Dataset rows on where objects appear
Begin

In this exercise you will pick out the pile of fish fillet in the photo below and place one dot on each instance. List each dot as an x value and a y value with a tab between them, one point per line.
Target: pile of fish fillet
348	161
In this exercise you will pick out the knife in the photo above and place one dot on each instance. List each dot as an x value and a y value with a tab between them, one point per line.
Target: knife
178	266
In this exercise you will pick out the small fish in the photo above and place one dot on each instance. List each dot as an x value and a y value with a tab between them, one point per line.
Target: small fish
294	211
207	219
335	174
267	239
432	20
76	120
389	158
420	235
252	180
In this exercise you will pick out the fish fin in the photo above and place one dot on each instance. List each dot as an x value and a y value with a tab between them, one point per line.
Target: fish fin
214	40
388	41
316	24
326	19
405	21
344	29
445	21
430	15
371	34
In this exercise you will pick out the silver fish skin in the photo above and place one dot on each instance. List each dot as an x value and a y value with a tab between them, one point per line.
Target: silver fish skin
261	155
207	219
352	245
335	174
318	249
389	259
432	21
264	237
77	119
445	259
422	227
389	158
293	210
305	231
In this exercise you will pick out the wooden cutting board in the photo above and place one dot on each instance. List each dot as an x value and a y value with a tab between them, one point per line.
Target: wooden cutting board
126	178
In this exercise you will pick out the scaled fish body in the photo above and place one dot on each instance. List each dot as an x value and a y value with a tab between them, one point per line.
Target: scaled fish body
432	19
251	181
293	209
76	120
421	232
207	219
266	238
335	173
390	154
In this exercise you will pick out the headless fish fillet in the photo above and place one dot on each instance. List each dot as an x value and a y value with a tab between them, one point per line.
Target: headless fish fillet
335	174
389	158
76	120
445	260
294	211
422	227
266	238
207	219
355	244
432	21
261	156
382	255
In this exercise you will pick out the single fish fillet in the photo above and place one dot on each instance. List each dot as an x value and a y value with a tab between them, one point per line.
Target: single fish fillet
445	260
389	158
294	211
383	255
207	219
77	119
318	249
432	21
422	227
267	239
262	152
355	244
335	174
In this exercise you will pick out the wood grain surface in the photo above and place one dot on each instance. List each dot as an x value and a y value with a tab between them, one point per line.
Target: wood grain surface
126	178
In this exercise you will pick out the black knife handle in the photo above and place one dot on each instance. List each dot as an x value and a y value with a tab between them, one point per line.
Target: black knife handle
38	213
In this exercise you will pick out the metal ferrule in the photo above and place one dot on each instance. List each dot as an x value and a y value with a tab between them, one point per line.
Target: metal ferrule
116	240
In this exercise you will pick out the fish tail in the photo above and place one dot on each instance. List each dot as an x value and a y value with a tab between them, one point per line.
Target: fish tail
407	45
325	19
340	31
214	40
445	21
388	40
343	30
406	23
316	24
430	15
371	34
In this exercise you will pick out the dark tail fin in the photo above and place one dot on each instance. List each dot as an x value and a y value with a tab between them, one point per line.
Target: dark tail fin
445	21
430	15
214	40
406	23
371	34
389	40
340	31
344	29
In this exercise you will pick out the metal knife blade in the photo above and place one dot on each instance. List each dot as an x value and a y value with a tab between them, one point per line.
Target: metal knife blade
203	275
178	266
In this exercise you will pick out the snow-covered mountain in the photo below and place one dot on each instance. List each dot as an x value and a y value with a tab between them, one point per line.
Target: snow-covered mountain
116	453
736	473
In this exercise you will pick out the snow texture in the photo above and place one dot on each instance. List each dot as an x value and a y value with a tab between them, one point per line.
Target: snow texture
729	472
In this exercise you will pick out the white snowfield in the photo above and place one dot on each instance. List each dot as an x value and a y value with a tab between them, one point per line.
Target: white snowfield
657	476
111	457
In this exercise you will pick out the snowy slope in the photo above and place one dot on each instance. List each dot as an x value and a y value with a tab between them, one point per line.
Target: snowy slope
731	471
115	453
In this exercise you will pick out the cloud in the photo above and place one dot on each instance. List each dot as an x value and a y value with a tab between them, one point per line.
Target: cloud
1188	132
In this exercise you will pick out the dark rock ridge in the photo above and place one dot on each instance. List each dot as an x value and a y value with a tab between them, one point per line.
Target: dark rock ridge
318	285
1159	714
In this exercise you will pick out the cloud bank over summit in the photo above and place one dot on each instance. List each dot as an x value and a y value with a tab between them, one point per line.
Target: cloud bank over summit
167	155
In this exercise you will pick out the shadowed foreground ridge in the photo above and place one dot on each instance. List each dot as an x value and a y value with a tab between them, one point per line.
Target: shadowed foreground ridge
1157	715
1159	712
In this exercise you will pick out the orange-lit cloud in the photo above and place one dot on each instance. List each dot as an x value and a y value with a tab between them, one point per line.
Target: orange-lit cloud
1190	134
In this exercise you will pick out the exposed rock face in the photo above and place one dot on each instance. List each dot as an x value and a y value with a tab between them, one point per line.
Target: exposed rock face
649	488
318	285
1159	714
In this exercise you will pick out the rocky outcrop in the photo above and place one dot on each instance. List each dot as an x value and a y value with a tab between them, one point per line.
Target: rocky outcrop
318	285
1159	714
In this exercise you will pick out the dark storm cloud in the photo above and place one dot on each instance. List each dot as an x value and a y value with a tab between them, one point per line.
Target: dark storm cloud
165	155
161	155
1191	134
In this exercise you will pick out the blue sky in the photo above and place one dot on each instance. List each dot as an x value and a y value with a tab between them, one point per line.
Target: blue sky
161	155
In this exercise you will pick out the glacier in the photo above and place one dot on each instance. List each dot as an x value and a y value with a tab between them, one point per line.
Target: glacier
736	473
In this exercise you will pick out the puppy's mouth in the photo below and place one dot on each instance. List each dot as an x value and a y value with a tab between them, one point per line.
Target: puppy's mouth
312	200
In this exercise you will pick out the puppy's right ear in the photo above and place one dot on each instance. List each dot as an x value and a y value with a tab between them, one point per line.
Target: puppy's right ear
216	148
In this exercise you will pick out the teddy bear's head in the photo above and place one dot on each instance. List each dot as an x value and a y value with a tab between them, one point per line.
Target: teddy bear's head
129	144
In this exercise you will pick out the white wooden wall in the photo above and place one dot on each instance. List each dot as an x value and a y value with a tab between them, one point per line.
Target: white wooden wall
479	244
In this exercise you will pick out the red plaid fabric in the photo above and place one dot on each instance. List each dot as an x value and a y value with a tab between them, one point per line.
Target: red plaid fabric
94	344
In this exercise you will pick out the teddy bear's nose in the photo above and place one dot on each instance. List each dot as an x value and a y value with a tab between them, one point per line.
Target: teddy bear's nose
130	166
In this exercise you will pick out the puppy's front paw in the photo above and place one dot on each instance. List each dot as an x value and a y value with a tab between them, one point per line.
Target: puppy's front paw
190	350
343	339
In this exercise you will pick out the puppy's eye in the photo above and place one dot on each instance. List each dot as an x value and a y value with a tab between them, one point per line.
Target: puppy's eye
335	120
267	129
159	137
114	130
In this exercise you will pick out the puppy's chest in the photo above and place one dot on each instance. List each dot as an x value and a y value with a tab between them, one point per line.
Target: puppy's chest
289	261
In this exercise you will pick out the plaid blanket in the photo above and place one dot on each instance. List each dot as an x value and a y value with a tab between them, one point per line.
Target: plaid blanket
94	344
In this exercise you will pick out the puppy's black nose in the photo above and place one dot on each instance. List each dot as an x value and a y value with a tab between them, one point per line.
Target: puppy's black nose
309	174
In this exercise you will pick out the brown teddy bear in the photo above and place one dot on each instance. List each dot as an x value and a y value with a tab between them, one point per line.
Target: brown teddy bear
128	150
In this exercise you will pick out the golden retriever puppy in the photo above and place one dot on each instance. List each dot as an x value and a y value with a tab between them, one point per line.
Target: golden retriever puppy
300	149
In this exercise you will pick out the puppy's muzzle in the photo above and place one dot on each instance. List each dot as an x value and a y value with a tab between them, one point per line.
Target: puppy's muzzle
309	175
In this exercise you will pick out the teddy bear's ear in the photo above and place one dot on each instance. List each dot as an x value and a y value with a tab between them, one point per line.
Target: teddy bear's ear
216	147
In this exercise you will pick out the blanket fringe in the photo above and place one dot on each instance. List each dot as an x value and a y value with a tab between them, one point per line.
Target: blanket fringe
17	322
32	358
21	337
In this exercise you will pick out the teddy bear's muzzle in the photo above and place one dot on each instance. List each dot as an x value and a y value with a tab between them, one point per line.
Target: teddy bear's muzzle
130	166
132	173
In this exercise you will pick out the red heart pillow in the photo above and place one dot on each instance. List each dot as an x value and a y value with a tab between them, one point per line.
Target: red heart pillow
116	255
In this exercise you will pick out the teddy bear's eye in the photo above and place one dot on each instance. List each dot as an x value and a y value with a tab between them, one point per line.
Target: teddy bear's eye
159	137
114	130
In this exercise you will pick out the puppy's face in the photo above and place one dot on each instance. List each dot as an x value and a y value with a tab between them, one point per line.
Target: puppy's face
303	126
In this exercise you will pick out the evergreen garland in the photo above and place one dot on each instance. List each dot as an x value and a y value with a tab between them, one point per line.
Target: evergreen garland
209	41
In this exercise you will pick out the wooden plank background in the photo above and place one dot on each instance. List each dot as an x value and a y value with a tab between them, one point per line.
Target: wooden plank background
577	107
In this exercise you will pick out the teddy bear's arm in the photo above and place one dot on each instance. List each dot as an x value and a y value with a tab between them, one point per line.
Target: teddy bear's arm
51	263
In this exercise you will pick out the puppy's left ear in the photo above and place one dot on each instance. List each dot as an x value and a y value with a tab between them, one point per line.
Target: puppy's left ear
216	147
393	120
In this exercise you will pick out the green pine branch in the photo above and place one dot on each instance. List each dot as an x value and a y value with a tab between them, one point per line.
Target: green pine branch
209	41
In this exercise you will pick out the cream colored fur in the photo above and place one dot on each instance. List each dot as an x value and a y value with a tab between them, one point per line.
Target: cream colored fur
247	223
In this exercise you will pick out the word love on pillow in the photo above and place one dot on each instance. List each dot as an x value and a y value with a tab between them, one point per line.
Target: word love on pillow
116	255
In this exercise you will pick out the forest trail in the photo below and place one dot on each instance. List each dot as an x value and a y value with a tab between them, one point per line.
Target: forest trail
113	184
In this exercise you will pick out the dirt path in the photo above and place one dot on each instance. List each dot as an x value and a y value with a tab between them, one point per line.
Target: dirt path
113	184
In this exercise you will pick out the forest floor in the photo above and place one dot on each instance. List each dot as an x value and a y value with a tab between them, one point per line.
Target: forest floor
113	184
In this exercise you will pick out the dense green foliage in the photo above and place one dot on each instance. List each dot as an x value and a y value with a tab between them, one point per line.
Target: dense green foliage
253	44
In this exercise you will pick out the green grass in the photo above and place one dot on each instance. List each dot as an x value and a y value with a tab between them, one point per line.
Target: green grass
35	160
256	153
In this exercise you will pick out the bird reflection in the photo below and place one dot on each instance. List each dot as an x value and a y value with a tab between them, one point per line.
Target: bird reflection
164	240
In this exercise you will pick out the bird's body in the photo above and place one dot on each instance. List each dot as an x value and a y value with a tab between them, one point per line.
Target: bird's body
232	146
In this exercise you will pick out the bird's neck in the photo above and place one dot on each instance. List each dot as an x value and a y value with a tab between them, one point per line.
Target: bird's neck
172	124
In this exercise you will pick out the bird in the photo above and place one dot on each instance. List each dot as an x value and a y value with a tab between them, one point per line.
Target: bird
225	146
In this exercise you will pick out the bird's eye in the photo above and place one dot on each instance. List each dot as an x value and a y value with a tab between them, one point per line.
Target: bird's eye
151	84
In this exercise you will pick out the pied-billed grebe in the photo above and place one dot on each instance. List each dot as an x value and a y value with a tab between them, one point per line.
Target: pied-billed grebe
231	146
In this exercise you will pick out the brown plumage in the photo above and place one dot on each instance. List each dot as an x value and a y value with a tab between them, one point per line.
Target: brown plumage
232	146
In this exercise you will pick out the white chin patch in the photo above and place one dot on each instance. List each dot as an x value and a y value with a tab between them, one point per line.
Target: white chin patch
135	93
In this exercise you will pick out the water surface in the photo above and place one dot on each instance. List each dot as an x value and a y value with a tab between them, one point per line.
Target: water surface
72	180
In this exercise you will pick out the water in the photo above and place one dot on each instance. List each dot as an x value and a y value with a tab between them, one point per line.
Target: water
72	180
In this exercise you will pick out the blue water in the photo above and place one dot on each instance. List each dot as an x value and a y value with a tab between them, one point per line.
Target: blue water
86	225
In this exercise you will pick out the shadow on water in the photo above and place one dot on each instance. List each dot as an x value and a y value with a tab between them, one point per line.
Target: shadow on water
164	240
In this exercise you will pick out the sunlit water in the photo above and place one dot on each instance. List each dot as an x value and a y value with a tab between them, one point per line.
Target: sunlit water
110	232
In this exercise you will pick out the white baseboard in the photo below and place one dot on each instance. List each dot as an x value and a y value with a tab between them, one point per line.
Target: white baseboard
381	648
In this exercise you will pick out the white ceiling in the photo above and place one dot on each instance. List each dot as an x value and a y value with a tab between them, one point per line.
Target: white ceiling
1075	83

End

# Required work:
Reproduce, exactly and with nothing added, the lines from the one that includes "In this exercise you will pick out the sunlit" through the last line of the material.

# Result:
In this exercise you will pick out the sunlit water in the photo above and place one dot on each instance. List each dot as an x value and a y value with a tab between them, one point per line.
Target: sunlit water
110	232
In this exercise you will pick out the white baseboard in the photo below and place one dot on each instance. List each dot as an x value and a y value with a tab between them, one point per line.
Target: white baseboard
381	648
In this exercise you will pick out the white ceiling in the photo above and place one dot on each instance. List each dot as an x value and a y value with a tab between them, one point per line.
Target: white ceiling
1075	83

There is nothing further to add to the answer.